- GIVEN PROBLEM: Can you copy the material below word for word, from its start through the line containing "(1000, 525)", leaving out the pictures?

- PROVIDED RECORDS:
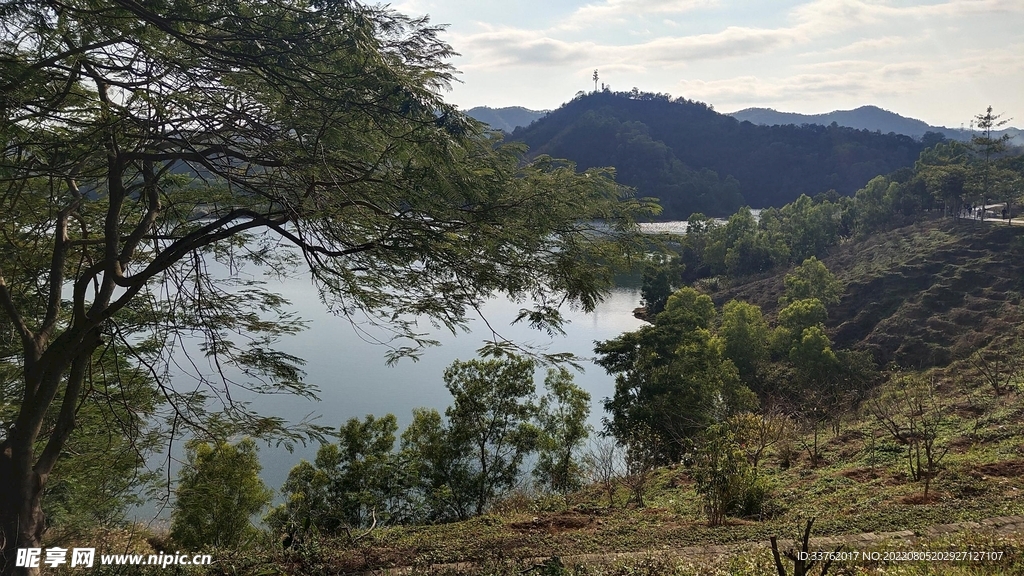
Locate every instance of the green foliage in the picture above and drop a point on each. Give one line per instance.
(218, 492)
(655, 289)
(694, 159)
(357, 482)
(875, 204)
(561, 419)
(673, 377)
(440, 487)
(491, 420)
(812, 356)
(143, 145)
(720, 472)
(745, 333)
(812, 280)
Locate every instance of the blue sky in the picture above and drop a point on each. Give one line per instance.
(941, 60)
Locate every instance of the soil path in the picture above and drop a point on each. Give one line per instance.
(999, 525)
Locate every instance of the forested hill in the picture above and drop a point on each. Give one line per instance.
(696, 160)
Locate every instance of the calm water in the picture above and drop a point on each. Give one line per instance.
(353, 379)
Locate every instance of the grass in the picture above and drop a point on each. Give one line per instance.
(928, 295)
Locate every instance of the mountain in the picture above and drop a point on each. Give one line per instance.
(506, 119)
(694, 159)
(864, 118)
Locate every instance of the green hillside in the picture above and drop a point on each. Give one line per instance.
(696, 160)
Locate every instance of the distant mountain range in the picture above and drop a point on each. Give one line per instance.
(696, 160)
(506, 119)
(869, 118)
(864, 118)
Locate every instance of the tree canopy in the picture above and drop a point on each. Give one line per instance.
(142, 141)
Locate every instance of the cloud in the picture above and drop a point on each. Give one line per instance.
(611, 10)
(519, 47)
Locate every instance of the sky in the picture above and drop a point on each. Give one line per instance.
(943, 62)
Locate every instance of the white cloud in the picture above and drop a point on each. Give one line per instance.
(611, 10)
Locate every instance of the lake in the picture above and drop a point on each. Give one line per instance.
(353, 379)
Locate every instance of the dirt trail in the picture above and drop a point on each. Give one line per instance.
(1000, 525)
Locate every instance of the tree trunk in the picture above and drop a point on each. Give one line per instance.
(22, 521)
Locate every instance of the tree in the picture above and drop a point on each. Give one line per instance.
(491, 421)
(673, 378)
(987, 148)
(142, 141)
(351, 484)
(745, 334)
(218, 492)
(561, 419)
(719, 470)
(812, 280)
(655, 289)
(441, 487)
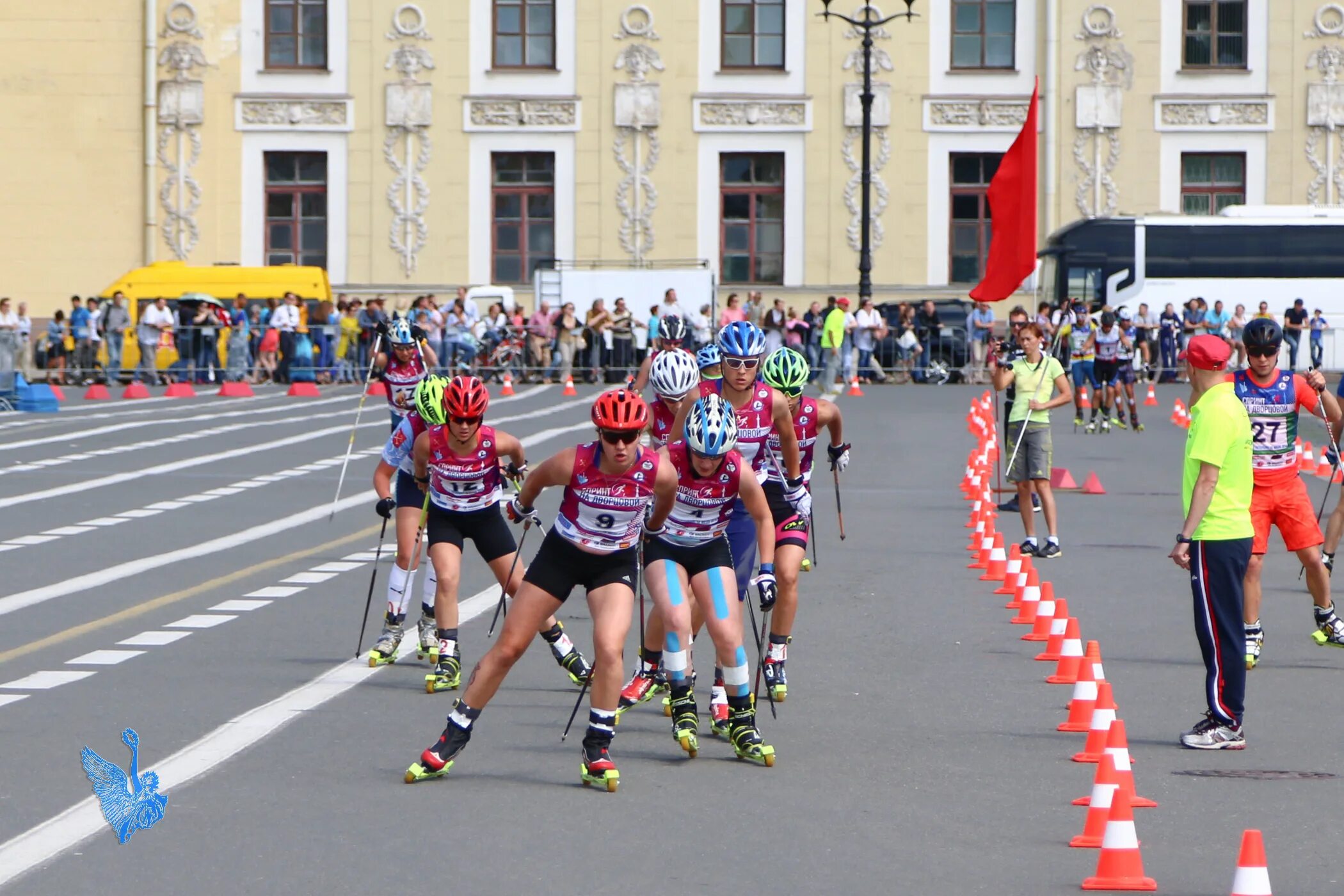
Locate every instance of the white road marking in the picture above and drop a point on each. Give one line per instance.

- OUTPUT OF THE TASK:
Locate every instance of the green foliage in the picture above and drop a point on each. Give one line per instance.
(218, 492)
(655, 289)
(694, 159)
(357, 482)
(875, 204)
(561, 419)
(673, 377)
(440, 487)
(491, 420)
(812, 356)
(143, 145)
(720, 472)
(745, 333)
(812, 280)
Locate every instance of the blue sky in the picture above and drop a point on each. Give one line per instance.
(941, 60)
Locate every instance of the soil path in the picture above and drop a point on each. Give one line per instance.
(999, 525)
Locate every instance of the forested hill in the picture above and drop a point on each. Give one line per instance.
(696, 160)
Locate every instance of the calm water in the picture above and drop a point on each. Give one line per instance.
(353, 379)
Locate every instance of the grass in the picture above and drop a point on each. Give one line per instance.
(928, 295)
Locate every instance of the mountain in the picture above and drop a point on each. Give one line per instance.
(506, 119)
(694, 159)
(864, 118)
Locate every instance of the green hillside in the picture above and drop a point on each. Give one line per instance.
(696, 160)
Locate every instance of the distant mountain range in the picture above and drop a point on each. Give one line per instance.
(696, 160)
(506, 119)
(869, 118)
(864, 118)
Locate every instance of the tree canopy in the picture above and drop a point on each. Give one line per instance.
(142, 141)
Locate every instance of the cloud in the picture above and drop a point on each. Give one line per instance.
(611, 10)
(519, 47)
Locate every instance of the sky in the picture above and drop a point on each. Give one line per instance.
(943, 62)
Locate every instance of the white cloud in the picture above and drop a point on each. Give one line per instance.
(611, 10)
Locate every instance of the lake in the picture above and drop a point on each. Give one line per instance.
(353, 379)
Locate every instance of the dirt trail in the picture above and drop a point on each. Give one line per instance.
(1000, 525)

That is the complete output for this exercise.